───── EXERCISE MATERIALS ─────

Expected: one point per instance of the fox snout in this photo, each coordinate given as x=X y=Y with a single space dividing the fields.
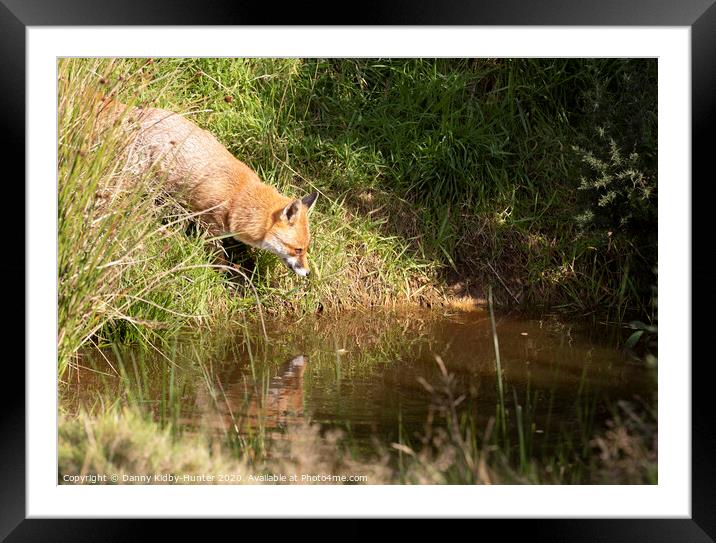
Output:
x=289 y=236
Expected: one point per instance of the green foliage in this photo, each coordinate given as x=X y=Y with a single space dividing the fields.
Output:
x=431 y=171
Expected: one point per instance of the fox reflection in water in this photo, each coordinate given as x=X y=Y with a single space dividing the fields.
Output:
x=245 y=405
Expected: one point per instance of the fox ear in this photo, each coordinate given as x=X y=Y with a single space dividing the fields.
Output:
x=309 y=200
x=290 y=211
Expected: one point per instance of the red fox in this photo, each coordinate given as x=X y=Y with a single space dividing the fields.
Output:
x=210 y=181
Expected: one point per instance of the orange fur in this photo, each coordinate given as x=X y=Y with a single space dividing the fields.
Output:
x=198 y=170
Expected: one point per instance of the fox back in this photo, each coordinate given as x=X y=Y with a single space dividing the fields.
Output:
x=227 y=195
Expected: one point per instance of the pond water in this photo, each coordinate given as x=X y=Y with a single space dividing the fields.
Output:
x=372 y=374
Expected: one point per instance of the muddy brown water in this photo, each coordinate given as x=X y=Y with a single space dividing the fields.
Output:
x=369 y=374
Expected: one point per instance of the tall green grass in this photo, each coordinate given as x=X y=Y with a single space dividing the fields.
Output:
x=433 y=174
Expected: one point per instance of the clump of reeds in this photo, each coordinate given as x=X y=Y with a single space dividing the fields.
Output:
x=125 y=266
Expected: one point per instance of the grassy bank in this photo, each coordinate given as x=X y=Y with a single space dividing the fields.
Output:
x=437 y=178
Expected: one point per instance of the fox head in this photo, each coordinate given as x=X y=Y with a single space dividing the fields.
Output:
x=289 y=236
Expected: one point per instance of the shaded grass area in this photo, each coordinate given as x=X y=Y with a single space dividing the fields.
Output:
x=437 y=177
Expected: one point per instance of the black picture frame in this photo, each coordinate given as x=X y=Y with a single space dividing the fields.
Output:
x=699 y=15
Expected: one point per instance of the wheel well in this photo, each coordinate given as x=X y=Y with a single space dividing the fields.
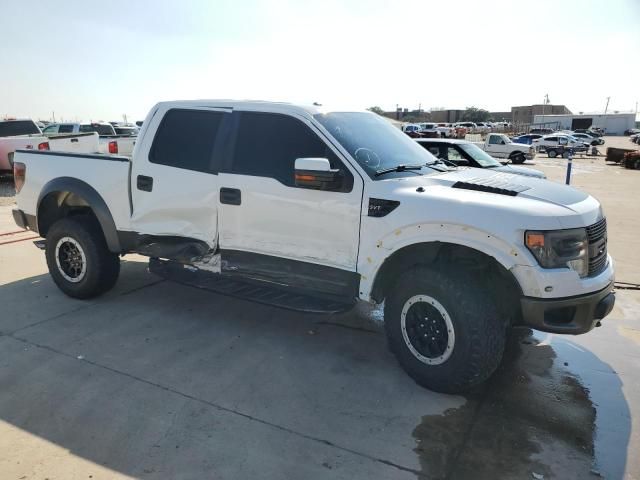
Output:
x=500 y=282
x=57 y=205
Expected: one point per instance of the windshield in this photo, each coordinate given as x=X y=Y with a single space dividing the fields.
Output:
x=479 y=155
x=375 y=144
x=18 y=127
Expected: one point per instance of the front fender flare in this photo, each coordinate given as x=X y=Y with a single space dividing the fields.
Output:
x=372 y=258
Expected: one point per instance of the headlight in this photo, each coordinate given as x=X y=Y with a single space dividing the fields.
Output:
x=560 y=248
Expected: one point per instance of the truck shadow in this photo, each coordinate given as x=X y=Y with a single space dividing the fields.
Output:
x=157 y=380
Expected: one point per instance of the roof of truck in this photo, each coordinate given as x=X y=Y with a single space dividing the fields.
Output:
x=250 y=105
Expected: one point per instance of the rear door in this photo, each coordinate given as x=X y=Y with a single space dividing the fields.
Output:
x=272 y=229
x=174 y=182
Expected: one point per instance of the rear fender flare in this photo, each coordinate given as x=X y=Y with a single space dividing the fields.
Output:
x=94 y=201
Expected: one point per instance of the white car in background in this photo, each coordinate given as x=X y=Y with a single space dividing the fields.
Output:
x=470 y=126
x=440 y=129
x=555 y=141
x=586 y=138
x=109 y=140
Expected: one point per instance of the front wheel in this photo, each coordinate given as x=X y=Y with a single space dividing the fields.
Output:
x=444 y=329
x=78 y=257
x=518 y=158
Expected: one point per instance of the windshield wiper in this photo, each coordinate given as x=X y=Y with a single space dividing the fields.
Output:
x=398 y=168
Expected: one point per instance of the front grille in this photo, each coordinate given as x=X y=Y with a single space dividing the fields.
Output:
x=597 y=236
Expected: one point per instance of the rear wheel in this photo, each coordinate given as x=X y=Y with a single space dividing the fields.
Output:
x=78 y=257
x=444 y=329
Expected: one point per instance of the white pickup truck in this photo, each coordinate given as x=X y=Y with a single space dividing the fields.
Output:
x=498 y=145
x=109 y=142
x=311 y=209
x=25 y=134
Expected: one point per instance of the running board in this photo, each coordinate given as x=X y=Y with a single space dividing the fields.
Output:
x=247 y=289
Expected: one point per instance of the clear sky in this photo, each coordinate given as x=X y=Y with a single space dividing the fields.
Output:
x=94 y=60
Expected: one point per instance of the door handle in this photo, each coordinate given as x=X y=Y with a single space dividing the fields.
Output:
x=230 y=196
x=144 y=183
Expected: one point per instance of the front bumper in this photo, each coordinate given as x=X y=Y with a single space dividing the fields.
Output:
x=570 y=315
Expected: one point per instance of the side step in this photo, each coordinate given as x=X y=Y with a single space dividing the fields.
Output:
x=247 y=289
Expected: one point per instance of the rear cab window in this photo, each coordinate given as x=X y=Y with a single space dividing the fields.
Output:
x=186 y=138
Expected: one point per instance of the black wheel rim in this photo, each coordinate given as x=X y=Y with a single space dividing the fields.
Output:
x=70 y=259
x=427 y=330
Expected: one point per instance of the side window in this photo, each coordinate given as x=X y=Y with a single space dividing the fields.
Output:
x=268 y=145
x=185 y=139
x=435 y=151
x=453 y=154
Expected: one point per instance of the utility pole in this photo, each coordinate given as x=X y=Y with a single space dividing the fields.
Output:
x=544 y=103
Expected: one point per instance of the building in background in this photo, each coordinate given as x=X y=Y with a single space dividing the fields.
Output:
x=501 y=117
x=524 y=115
x=406 y=115
x=446 y=116
x=611 y=123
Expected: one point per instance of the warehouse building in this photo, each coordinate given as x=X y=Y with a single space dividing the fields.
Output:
x=525 y=114
x=611 y=123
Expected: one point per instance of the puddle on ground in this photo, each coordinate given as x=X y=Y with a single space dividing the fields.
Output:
x=532 y=417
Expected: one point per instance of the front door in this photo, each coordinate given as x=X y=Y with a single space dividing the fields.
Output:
x=272 y=229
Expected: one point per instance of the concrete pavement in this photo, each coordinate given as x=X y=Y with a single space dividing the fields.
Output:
x=158 y=380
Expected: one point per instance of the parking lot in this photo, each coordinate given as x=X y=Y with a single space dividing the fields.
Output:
x=158 y=380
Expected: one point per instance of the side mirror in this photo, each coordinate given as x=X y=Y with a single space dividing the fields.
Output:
x=316 y=174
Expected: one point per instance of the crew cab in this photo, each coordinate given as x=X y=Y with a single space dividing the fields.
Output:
x=463 y=153
x=555 y=143
x=312 y=209
x=110 y=141
x=25 y=134
x=500 y=146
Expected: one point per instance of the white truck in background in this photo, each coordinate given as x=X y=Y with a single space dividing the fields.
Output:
x=24 y=134
x=441 y=131
x=314 y=210
x=498 y=145
x=109 y=140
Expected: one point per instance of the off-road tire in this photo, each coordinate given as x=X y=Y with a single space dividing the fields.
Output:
x=518 y=158
x=102 y=266
x=480 y=333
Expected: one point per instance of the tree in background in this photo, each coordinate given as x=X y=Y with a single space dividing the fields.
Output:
x=473 y=114
x=376 y=109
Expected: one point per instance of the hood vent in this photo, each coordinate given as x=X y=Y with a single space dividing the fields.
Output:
x=496 y=184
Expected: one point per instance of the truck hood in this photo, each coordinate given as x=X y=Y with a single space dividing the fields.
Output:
x=527 y=172
x=510 y=185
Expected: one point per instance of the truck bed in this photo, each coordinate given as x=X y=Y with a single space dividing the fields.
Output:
x=108 y=175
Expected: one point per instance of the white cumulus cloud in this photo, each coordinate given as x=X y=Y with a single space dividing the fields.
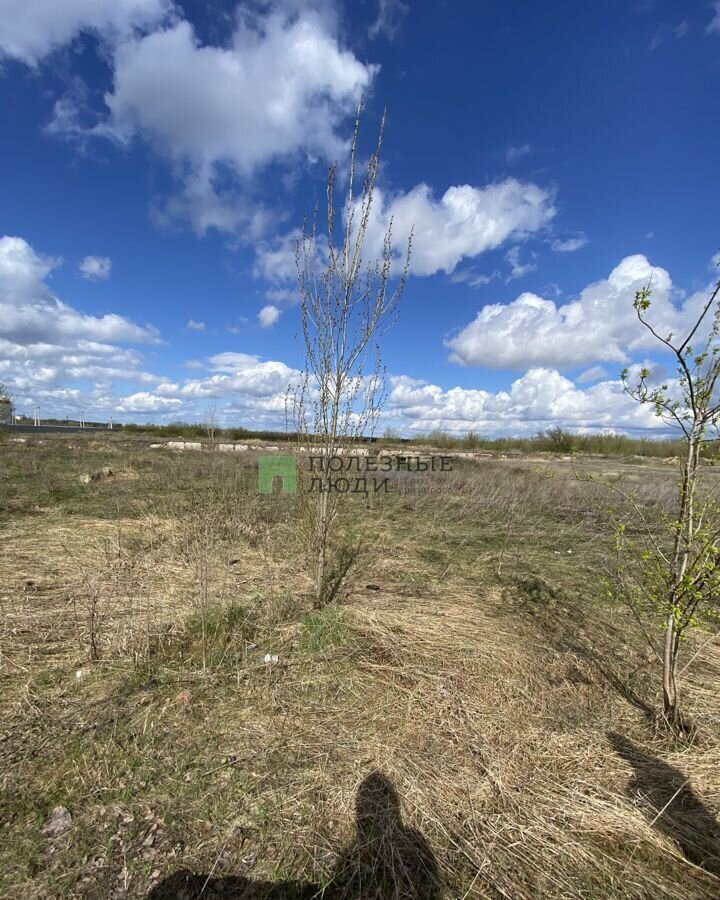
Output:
x=282 y=85
x=268 y=316
x=465 y=222
x=600 y=324
x=30 y=29
x=95 y=268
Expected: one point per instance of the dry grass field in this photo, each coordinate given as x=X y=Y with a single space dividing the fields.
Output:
x=166 y=680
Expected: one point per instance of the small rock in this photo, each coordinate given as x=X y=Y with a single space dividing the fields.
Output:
x=249 y=861
x=58 y=823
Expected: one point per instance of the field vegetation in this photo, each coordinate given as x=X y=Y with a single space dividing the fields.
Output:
x=172 y=702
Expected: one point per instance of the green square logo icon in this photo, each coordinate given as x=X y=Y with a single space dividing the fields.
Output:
x=271 y=467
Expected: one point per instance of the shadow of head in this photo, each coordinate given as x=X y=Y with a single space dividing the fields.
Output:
x=385 y=861
x=671 y=805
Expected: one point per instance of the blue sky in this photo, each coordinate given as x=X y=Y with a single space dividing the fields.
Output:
x=157 y=158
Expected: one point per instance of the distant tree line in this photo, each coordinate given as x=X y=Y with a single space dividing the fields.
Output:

─────

◆ OBJECTIVE ◆
Reproduce word for word the lines of the material above, from the line containing "Expected: one point per instance of the tree" down to the line containing "x=376 y=109", including both.

◆ ANSWER TO THIS EXERCISE ◆
Expected: one point per instance of the tree in background in this photo, each coordinate given as x=X y=Y with a single space dividing the fields.
Output:
x=473 y=114
x=376 y=109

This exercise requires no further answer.